[Images for object localization]
• • • • • • •
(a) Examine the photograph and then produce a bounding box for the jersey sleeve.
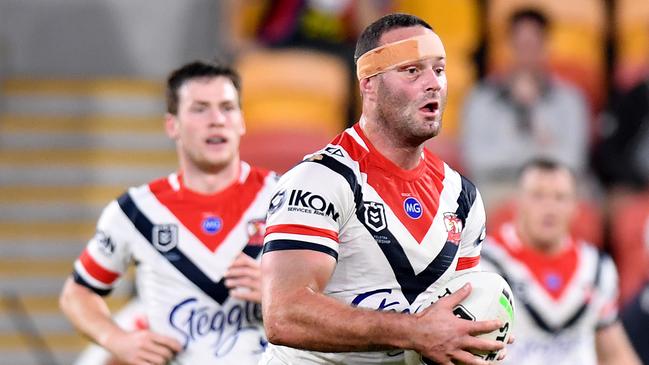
[596,253,620,329]
[263,158,355,260]
[72,198,133,296]
[456,186,487,272]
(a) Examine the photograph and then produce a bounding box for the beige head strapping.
[356,34,446,80]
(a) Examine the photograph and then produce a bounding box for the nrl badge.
[152,224,178,252]
[364,201,387,232]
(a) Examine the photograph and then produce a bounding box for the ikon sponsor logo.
[287,190,340,221]
[268,190,287,215]
[94,230,114,256]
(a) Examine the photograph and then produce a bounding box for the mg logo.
[403,197,423,219]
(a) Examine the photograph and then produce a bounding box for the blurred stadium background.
[0,0,648,364]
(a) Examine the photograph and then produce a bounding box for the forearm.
[265,286,418,352]
[596,322,642,365]
[59,278,125,349]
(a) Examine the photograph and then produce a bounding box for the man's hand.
[102,328,182,365]
[414,283,505,365]
[224,253,262,303]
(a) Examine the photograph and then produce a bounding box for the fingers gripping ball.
[406,271,515,365]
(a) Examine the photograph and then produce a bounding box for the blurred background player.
[461,8,589,209]
[59,60,277,365]
[481,158,640,365]
[260,13,507,365]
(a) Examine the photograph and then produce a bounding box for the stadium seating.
[236,49,349,172]
[236,48,348,136]
[0,78,159,364]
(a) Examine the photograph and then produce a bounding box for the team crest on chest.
[247,218,266,246]
[364,201,387,232]
[443,212,463,245]
[152,224,178,252]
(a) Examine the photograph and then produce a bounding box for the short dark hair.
[354,13,433,64]
[519,157,574,179]
[166,60,241,115]
[508,8,549,34]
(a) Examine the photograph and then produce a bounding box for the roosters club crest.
[364,202,387,232]
[247,218,266,246]
[443,213,463,245]
[153,224,178,252]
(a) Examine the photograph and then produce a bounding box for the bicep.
[262,249,337,297]
[60,277,111,318]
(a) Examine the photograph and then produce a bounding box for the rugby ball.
[404,271,515,365]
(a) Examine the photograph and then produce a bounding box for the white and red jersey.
[72,162,278,364]
[481,222,619,365]
[261,125,487,364]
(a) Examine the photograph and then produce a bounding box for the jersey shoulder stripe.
[263,239,339,260]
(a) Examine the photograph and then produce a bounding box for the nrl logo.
[364,201,387,232]
[152,224,179,252]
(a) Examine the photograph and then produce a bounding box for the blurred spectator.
[593,79,649,192]
[482,158,641,365]
[485,0,606,113]
[461,8,589,208]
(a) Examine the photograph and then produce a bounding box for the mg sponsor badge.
[202,216,222,235]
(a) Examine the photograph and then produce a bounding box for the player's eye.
[190,104,207,112]
[434,67,445,76]
[406,67,419,74]
[222,103,237,112]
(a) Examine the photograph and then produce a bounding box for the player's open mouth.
[206,137,227,145]
[420,101,439,114]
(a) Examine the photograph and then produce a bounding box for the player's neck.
[360,115,424,170]
[181,159,240,195]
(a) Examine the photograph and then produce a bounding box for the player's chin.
[421,120,442,139]
[196,156,232,173]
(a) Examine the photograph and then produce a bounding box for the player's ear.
[164,113,180,140]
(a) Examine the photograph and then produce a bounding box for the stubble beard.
[376,81,444,146]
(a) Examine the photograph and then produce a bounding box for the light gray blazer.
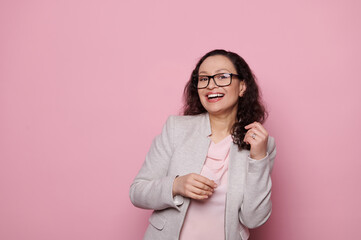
• • • • • • •
Prompt - Quote the records above in full, dropping each picture.

Answer space -
(a) Examine the photograph and then produce a bounding box for the jersey sleeve.
[596,253,620,329]
[263,158,355,260]
[72,198,133,296]
[456,186,487,272]
(a) Examine the photograph and then produce a bounding box for the beige head strapping.
[356,34,446,80]
(a) Examine the photograph and then produce a bounding box for the nrl badge.
[152,224,178,252]
[364,201,387,232]
(a) Examine the photograph and then produce a bounding box for the ikon sponsor logo.
[287,190,340,221]
[268,190,287,215]
[94,230,114,256]
(a) Examine the photograph and then produce a bounding box for the mg logo.
[403,197,423,219]
(a) Examine the photograph and then produce a bounding box for the blurred stadium background.
[0,0,648,364]
(a) Examine the photograph and then produce a bounding box for the forearm.
[265,286,418,352]
[596,322,642,365]
[59,278,125,349]
(a) Examine the photograph and then produce a bounding box for the man's hand.
[102,328,182,365]
[414,283,505,365]
[224,253,262,303]
(a) Examine the photograph and then produce a bounding box for the fingers gripping ball.
[406,271,515,365]
(a) Examine the photograph and then produce a bounding box for the blurred background player.
[461,8,589,209]
[59,60,277,365]
[481,158,640,365]
[260,13,507,365]
(a) Examine the photograph and then produce a bounding box for the stadium seating.
[236,49,349,172]
[236,48,348,136]
[0,78,159,364]
(a) Examine the photograph and then produce a bounding box for the team crest on chest.
[247,218,266,246]
[364,201,387,232]
[443,212,463,245]
[152,224,178,252]
(a) Examine the photograph and then produce a bounding box for the short dark hair.
[354,13,433,64]
[519,157,574,179]
[166,60,241,115]
[508,8,549,34]
(a) Examine the photograph and then produce a bounding box for the roosters club crest.
[364,202,387,232]
[247,218,266,246]
[443,213,463,245]
[153,224,178,252]
(a) Examine the photograph and then produce a bounding box for the bicep.
[262,249,337,297]
[60,277,111,318]
(a) Examine the photograph and then produce a bounding box for the rugby ball.
[404,271,515,365]
(a) Examine the photograph and then produce a bounding box for the white and red jersey.
[72,162,278,364]
[481,222,619,365]
[261,125,487,364]
(a) Examine the photograph and then produce a bounding box for the jersey shoulder stripe.
[263,239,339,260]
(a) Examine the photograph and then produce a bounding box for the nrl logo.
[364,201,387,232]
[152,224,179,252]
(a) Examine the photograph and then produce a bounding box for the blurred spectator.
[593,79,649,192]
[482,158,641,365]
[485,0,606,113]
[461,8,589,208]
(a) Examine the photograph and then produce a bounding box for the mg sponsor badge.
[202,216,222,235]
(a) Examine the photograph and then produce a bounding box for the player's eye.
[190,104,207,112]
[434,67,445,76]
[406,67,419,74]
[222,103,237,112]
(a) Examine the photograph and then produce a bounding box for the player's open mouth.
[206,137,227,145]
[420,101,439,114]
(a) Examine the photograph and then produce a bounding box for the player's neck.
[360,115,424,170]
[181,159,240,195]
(a) Examine the photograph and then produce a bounding box for the player's chin.
[421,120,442,139]
[196,156,232,173]
(a) Examine the photograph and then produce a bounding box for the player's ear.
[164,113,180,140]
(a) Examine the photograph and then produce a bounding box for the stubble beard.
[376,81,444,146]
(a) Examine the photograph and then produce a bounding box for the light gray blazer.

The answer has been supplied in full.